> **Work to be completed**
Return the listing below exactly as it stands. Pictures stay out.

> **Entries provided**
::::::::

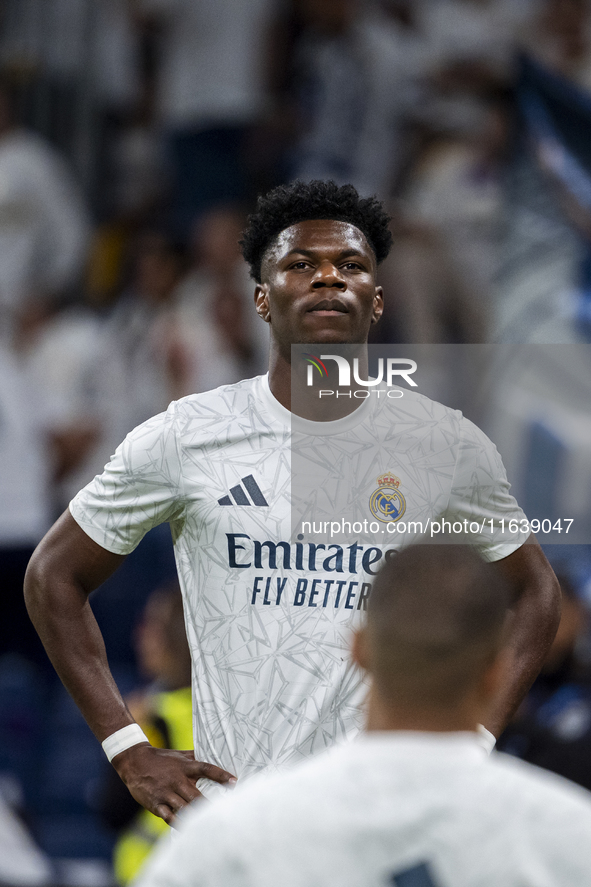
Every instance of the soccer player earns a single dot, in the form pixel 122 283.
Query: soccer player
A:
pixel 268 619
pixel 415 801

::::::::

> **Solution for this problem**
Every instance of the soccer player earns a single dot, in the form pixel 122 283.
Query: soccer player
A:
pixel 268 619
pixel 415 801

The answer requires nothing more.